Task brief: Retype the part of the riding log that opens with the words containing "So my dad is" and closes with "go that far.".

--- START Page excerpt ---

# Lighty's Log



## Light Bright (Aug 28, 2008)

So, 25th of August

She was pretty good on ground work. Someone cut the round pen, so I was all over it. Definitely a little superstar on the lead (thank goodness for DVDs from Ken Mcnabb). She mastered all of her commands and gaits. Then some light jumping and flat work. Jumping, ehh. I feel like I'm doing better with my seat, but release (or lack of one) yuck. So I'm keeping the jumps really small now until I can find a trainer. Her cantering was beautiful, right leads, nice circles, diffent patterns, so on. I was planning on going on a trail today, but got rained out. So hopefully Friday :]


----------



## Light Bright (Aug 28, 2008)

So my dad is finally looking into a new trainer since Terry quit the horse world. The stables is really nice, and their website claims that they do on site. But who knows, websites can be inaccurate. I really hope so though, my dad has agreed as long as I pay (blowing all of my summer pay, ha). Its not crazy I guess, 150 for three hour lessons. Plus gas, but the woman seems really qualified. They do a lot of flatwork/dressagey stuff, which is what Light and I need right now. So I'm super excited, I really hope this one pulls through. We found two other on sites, but they are about an hour away and don't go that far. 

Anyone know a trainer in Richmond VA? haha


----------

--- END Page excerpt ---
--- START Provided data ---

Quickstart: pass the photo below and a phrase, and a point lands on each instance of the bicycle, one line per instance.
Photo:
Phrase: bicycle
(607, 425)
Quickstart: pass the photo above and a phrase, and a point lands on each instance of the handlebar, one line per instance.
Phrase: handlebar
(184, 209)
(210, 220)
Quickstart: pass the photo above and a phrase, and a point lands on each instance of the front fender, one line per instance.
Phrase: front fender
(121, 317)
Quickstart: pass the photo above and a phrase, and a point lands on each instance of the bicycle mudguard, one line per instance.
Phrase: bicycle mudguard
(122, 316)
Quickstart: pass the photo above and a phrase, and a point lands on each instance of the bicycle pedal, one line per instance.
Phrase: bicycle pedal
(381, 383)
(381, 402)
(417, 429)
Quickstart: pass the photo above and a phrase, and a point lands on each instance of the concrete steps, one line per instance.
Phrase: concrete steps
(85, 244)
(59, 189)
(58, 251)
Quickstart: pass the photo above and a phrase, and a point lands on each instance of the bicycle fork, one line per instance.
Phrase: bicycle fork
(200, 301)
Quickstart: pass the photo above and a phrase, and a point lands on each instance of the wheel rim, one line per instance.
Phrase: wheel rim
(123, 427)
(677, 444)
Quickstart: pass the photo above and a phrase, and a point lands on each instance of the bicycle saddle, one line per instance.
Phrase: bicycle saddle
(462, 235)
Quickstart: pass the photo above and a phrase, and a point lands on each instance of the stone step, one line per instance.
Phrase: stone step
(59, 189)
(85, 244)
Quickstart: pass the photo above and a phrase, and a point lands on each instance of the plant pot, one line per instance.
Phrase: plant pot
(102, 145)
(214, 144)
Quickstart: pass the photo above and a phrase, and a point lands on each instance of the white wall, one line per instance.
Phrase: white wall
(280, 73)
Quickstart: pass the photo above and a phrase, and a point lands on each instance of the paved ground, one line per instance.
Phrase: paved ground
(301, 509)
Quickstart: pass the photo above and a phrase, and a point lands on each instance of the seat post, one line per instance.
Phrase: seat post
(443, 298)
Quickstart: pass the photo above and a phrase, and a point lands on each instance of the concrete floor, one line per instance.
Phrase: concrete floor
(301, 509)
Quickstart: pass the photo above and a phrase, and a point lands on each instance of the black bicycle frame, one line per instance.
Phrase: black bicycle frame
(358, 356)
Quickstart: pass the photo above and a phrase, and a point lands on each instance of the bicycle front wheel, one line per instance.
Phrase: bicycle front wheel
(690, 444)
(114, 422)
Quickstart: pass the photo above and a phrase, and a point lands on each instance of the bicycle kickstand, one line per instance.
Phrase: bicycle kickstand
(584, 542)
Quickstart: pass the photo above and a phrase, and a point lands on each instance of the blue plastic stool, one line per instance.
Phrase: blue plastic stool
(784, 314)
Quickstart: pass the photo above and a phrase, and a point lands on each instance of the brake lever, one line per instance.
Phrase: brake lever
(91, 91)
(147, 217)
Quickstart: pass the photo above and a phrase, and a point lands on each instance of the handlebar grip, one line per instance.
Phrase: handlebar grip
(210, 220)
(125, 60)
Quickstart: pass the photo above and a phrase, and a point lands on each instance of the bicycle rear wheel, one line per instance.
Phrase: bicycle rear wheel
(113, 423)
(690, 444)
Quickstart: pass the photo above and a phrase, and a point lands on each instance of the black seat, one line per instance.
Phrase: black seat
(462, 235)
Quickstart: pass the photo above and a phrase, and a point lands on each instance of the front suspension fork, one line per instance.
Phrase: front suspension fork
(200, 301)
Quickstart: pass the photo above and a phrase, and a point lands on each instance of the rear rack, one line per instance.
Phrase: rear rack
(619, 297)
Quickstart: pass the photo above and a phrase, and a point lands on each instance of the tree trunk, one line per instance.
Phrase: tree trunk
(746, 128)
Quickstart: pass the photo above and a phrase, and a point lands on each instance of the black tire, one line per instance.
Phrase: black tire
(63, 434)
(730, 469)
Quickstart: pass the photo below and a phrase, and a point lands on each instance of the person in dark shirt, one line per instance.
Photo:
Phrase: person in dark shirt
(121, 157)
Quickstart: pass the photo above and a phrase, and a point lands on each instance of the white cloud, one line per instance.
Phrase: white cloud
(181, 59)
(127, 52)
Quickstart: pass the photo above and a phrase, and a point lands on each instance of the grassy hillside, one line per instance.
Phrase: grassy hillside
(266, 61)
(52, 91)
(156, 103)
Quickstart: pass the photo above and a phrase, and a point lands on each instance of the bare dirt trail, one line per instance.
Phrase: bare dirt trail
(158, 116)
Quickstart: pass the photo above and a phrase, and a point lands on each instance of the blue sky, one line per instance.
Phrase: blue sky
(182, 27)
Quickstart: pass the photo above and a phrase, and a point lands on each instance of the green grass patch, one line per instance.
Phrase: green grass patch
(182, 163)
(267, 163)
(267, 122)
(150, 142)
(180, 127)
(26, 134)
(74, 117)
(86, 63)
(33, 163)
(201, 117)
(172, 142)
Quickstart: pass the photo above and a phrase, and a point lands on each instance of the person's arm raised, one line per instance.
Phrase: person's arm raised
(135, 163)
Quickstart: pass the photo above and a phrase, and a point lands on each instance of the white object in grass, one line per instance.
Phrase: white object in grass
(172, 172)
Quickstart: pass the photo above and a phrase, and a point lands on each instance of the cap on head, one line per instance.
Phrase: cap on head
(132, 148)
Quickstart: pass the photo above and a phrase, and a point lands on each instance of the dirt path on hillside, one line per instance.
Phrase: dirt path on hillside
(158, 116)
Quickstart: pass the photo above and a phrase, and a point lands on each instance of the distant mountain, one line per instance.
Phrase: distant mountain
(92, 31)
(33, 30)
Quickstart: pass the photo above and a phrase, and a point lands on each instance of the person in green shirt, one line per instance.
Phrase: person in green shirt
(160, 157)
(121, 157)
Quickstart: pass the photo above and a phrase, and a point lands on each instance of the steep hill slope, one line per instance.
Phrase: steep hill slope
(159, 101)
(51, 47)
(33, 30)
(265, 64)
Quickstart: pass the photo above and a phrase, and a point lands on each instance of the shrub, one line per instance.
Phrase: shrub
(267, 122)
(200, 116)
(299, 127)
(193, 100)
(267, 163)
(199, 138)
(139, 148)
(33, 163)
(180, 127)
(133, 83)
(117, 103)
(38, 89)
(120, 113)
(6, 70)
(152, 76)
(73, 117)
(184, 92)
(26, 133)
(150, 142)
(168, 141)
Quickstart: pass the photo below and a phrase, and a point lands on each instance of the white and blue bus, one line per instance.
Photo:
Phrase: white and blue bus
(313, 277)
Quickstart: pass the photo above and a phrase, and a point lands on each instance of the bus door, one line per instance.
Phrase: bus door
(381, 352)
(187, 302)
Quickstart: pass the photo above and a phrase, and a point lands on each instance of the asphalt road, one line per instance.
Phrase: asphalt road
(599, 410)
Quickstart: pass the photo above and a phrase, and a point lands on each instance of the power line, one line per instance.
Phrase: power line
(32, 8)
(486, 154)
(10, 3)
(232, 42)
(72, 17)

--- END Provided data ---

Correct response:
So my dad is finally looking into a new trainer since Terry quit the horse world. The stables is really nice, and their website claims that they do on site. But who knows, websites can be inaccurate. I really hope so though, my dad has agreed as long as I pay (blowing all of my summer pay, ha). Its not crazy I guess, 150 for three hour lessons. Plus gas, but the woman seems really qualified. They do a lot of flatwork/dressagey stuff, which is what Light and I need right now. So I'm super excited, I really hope this one pulls through. We found two other on sites, but they are about an hour away and don't go that far.